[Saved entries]
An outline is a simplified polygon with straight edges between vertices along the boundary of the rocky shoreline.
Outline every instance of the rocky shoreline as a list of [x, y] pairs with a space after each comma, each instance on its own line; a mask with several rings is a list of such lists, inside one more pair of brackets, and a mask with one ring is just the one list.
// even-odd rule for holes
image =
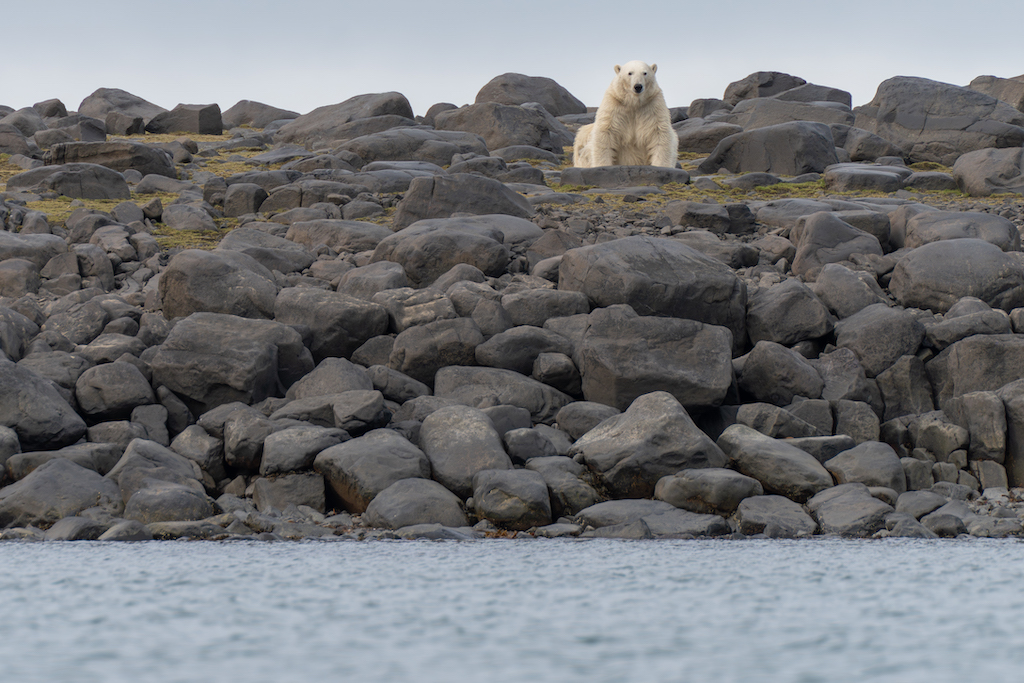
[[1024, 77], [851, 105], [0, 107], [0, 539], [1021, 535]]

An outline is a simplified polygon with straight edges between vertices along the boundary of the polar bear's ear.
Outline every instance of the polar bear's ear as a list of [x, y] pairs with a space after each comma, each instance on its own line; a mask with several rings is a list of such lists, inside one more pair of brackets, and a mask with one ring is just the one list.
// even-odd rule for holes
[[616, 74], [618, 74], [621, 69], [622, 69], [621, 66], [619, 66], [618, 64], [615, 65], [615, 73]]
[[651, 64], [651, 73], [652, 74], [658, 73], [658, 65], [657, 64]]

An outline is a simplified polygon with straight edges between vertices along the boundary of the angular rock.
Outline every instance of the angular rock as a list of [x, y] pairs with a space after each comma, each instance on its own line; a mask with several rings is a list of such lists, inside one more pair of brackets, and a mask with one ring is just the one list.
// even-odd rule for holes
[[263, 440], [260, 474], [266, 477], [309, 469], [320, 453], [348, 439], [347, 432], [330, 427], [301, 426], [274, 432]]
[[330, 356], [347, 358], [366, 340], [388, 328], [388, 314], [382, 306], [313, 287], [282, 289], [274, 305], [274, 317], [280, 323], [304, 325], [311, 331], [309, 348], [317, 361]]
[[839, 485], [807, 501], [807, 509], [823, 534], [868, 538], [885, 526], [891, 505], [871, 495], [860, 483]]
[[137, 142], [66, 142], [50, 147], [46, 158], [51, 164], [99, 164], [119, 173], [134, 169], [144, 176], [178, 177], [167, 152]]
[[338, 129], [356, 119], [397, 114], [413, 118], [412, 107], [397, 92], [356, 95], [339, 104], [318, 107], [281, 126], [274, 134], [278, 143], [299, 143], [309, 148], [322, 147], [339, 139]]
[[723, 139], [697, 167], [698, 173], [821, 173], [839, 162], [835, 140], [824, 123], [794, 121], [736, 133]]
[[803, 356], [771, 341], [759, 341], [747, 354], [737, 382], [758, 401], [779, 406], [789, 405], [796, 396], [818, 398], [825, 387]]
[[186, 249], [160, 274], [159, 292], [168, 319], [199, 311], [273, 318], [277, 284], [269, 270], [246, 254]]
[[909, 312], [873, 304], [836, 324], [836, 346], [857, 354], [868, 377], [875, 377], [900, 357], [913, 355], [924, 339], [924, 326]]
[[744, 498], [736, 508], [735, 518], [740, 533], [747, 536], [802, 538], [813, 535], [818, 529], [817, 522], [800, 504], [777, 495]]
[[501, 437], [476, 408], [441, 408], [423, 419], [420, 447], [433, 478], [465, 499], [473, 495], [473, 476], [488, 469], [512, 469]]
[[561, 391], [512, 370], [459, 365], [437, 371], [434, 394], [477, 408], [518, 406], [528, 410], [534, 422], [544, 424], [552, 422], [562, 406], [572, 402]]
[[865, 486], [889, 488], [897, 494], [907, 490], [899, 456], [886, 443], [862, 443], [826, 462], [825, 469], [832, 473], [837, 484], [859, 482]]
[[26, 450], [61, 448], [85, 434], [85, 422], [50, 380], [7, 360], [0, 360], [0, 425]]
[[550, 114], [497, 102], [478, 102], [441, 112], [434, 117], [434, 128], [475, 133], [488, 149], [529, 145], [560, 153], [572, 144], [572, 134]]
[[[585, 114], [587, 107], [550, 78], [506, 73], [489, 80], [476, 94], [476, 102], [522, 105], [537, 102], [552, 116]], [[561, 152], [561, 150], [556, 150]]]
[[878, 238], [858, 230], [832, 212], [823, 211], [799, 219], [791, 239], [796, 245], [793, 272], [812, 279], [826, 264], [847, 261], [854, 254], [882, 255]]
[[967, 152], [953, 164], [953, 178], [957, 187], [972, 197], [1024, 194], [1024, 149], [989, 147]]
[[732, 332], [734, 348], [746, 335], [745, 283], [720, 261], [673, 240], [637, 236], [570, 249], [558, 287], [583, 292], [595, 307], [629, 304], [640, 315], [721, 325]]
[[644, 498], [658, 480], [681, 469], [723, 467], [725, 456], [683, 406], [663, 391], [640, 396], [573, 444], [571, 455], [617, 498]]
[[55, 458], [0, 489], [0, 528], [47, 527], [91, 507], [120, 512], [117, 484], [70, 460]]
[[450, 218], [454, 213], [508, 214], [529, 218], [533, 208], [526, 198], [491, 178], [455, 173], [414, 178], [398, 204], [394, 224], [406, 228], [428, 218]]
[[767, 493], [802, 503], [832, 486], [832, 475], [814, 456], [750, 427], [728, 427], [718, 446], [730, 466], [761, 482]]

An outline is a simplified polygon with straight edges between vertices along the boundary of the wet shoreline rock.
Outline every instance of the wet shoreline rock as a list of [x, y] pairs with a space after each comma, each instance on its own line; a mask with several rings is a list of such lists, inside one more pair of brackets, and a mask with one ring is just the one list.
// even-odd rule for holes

→ **Activity**
Each line of the data above containing the string "vertices" is to be copied.

→ **Task answer**
An outline is a simplified polygon with straight edges between vertices along the boundary of the rocky shoreline.
An outline is a simplified polygon with straight edges between vertices along the boundary of the polar bear's ear.
An outline is a simplified polygon with straight edges between vertices along the boundary of the angular rock.
An outline is a simplified polygon with straight edges between vertices along the boundary of the wet shoreline rock.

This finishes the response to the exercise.